From the records that follow, copy every line that contains the word "cluster".

━━━ DATA FOR THIS EXERCISE

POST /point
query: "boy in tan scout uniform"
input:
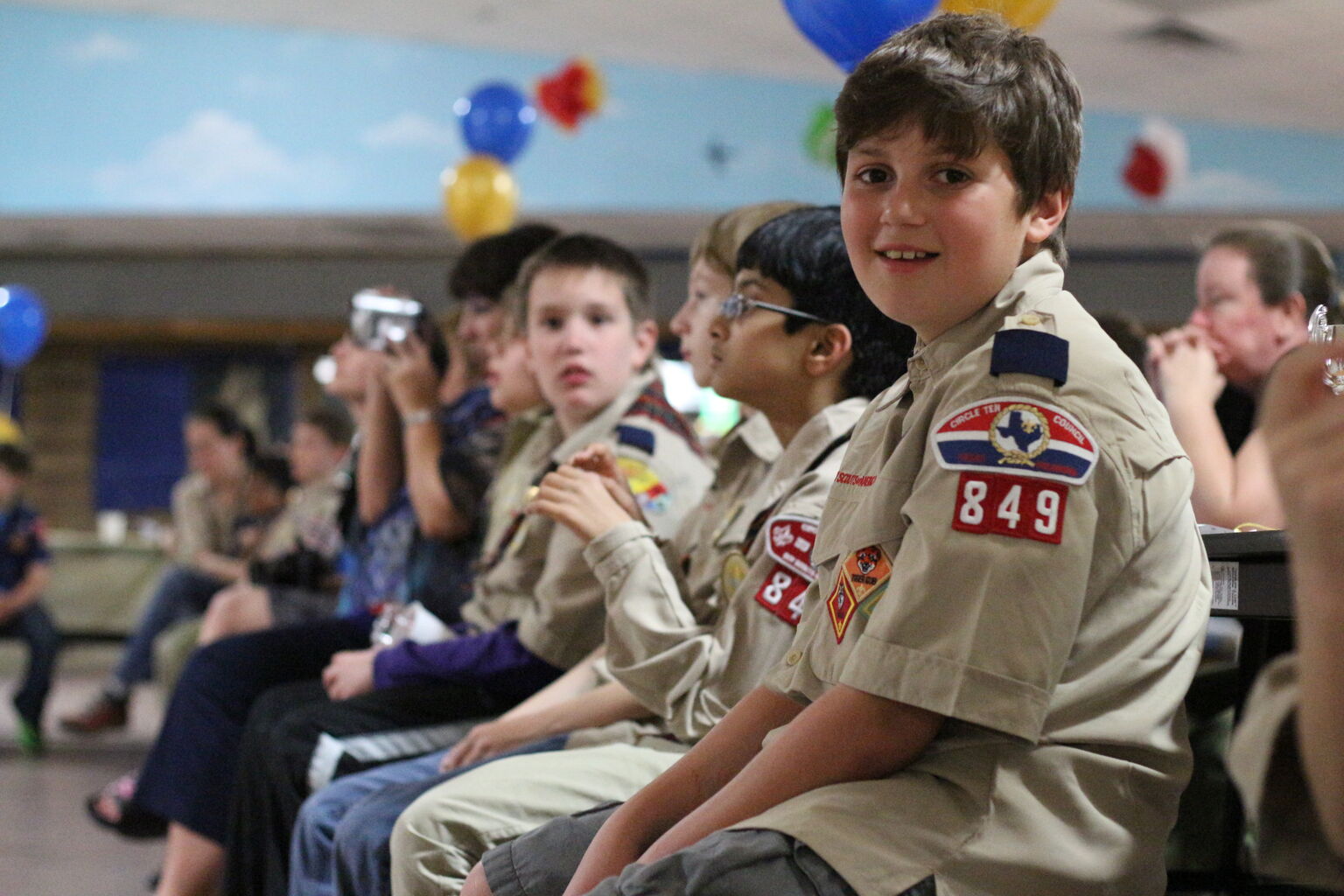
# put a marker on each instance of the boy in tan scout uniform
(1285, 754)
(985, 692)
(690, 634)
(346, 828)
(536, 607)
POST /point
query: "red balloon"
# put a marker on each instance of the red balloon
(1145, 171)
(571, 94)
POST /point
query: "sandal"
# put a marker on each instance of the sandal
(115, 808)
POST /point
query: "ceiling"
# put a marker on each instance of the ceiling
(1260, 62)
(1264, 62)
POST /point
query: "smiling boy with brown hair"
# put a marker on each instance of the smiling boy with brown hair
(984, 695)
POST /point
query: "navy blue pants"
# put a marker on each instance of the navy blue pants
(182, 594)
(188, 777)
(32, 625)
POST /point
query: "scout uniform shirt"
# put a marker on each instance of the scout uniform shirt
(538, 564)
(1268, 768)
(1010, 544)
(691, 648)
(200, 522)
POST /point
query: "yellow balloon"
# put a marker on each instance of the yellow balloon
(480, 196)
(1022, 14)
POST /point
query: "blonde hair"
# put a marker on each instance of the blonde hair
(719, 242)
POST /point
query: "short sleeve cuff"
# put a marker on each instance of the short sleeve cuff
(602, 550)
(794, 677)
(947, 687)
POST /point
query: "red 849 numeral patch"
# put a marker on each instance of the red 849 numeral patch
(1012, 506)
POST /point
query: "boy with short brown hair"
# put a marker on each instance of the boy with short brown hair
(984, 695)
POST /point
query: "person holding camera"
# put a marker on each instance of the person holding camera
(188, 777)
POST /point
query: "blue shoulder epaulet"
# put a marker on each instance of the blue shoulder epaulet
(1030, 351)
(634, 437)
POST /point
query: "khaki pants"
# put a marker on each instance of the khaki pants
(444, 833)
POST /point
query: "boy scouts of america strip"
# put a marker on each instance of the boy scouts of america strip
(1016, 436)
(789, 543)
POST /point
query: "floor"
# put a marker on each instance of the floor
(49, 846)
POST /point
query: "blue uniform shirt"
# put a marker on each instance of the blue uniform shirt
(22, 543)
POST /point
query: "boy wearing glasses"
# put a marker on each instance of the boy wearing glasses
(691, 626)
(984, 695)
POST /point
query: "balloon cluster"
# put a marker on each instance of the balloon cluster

━━━━━━

## YOUR RESPONSE
query: "balloon cluster"
# put a marker on each instance of the balloon cluster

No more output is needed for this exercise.